WORK TO DO:
Rewrite the material below, changing every "Target" to "Label" and leaving all else untouched.

▼

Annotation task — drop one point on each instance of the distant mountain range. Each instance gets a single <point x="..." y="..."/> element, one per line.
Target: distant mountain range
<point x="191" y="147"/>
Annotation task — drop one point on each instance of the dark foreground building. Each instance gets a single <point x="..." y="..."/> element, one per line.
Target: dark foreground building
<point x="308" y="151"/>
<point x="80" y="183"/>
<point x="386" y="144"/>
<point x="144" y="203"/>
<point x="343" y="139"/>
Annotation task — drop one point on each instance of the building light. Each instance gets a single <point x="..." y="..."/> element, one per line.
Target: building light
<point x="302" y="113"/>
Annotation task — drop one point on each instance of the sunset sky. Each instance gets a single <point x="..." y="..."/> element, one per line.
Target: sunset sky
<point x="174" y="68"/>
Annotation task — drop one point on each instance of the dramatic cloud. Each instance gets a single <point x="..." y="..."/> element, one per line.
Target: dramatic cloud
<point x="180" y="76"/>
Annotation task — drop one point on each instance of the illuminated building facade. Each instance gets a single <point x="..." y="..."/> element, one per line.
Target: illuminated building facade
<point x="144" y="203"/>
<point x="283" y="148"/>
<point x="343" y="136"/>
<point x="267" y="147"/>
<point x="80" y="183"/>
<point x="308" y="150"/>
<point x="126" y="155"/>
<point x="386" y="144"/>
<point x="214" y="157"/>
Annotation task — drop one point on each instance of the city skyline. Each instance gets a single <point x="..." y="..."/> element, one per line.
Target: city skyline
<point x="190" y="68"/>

▲

RESULT:
Annotation task — drop one point on each instance of the distant mountain range. Each instance gets a single <point x="..." y="..."/> element, one per line.
Label: distant mountain range
<point x="191" y="147"/>
Annotation task — drop one point on each instance of the dark foreground building. Each instance gets a single <point x="..." y="..."/> element, one per line.
Label: dark foreground building
<point x="308" y="151"/>
<point x="80" y="183"/>
<point x="386" y="144"/>
<point x="144" y="203"/>
<point x="343" y="139"/>
Annotation task — drop one point on each instance of the building light. Each instance gets a single <point x="..." y="..."/> element, one per line.
Label: building light
<point x="302" y="113"/>
Annotation task — drop one point on each instance of the sunset sky. Each instance gets a single <point x="..." y="..."/> element, one per line.
Label: sunset sky
<point x="174" y="68"/>
Annotation task — drop one point on each instance of the dramatic cloud. Each instance gets a single <point x="..." y="..."/> element, one per line.
Label: dramatic cloud
<point x="180" y="76"/>
Annotation task — drop one point on each instance of the illuminated building facade. Each instance gets a single <point x="..." y="..."/> element, one per line.
Label: illuminated building facade
<point x="144" y="203"/>
<point x="283" y="148"/>
<point x="343" y="136"/>
<point x="267" y="147"/>
<point x="80" y="183"/>
<point x="308" y="150"/>
<point x="126" y="155"/>
<point x="386" y="144"/>
<point x="214" y="157"/>
Annotation task — drop one point on each instance of the city skyline. Each instance gets a single <point x="..." y="..."/> element, one per line.
Label: city skyline
<point x="190" y="68"/>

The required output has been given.